Egypt, US diplomats discuss reviving talks over Nile dam

This handout picture taken on July 20, 2020 and released by Adwa Pictures on July 27, 2020 shows an aerial view of the Grand Ethiopian Renaissance Dam on the Blue Nile River in Guba, northwest Ethiopia. (YIRGA MENGISTU / ADWA PICTURES / AFP)

CAIRO – Egypt's Deputy Foreign Minister for African Affairs Hamdi Sanad Loza held talks on Saturday with US special envoy for Sudan Donald Booth on efforts to resume negotiations over the Grand Ethiopian Renaissance Dam (GERD) built on the Nile River, the Egyptian Foreign Ministry said in a statement.

Loza stressed the necessity for reaching "an agreement on filling and operating the GERD at the earliest possible opportunity before Ethiopia begins carrying out the second phase of filling (the dam)," according to the statement.

Dataset excerpt —

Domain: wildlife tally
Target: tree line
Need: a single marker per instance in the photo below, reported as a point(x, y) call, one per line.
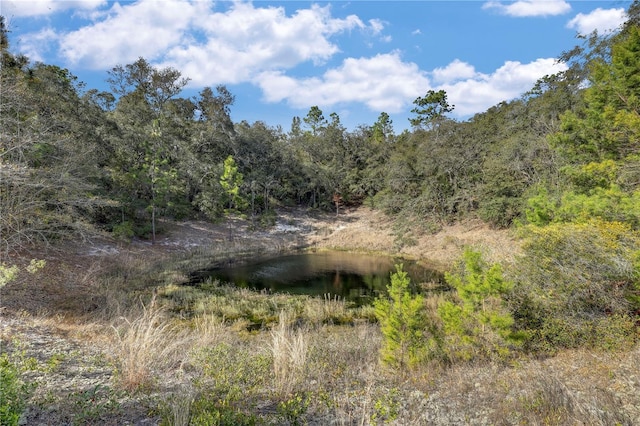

Task instructions —
a. Copy everything in the Nile dam article from "Egypt, US diplomats" down to "in a statement.", word for word.
b. According to the Nile dam article, what post does Donald Booth hold?
c. What comes next in the Nile dam article? Continue it after its final sentence.
You won't need the listing for any of this.

Answers for this exercise —
a.
Egypt, US diplomats discuss reviving talks over Nile dam

This handout picture taken on July 20, 2020 and released by Adwa Pictures on July 27, 2020 shows an aerial view of the Grand Ethiopian Renaissance Dam on the Blue Nile River in Guba, northwest Ethiopia. (YIRGA MENGISTU / ADWA PICTURES / AFP)

CAIRO – Egypt's Deputy Foreign Minister for African Affairs Hamdi Sanad Loza held talks on Saturday with US special envoy for Sudan Donald Booth on efforts to resume negotiations over the Grand Ethiopian Renaissance Dam (GERD) built on the Nile River, the Egyptian Foreign Ministry said in a statement.

b. He is the US special envoy for Sudan.

c.
Ethiopia started building the GERD in 2011, while Egypt is concerned it might affect its 55.5-billion-cubic-meter annual share of the Nile water

Ethiopia, an upstream Nile basin country, unilaterally carried out the first phase of filling the dam in July 2020 and is planning to go ahead with the second phase in July this year despite the concerns of Egypt and Sudan, which have repeatedly called for a prior tripartite binding agreement on the rules of filling and operating the controversial dam.

Booth is currently on a regional visit to Egypt, Sudan, Ethiopia and the Democratic Republic of Congo (DRC), the current president of the African Union (AU), to discuss ways of boosting the negotiation process between Cairo, Khartoum and Addis Ababa over the GERD.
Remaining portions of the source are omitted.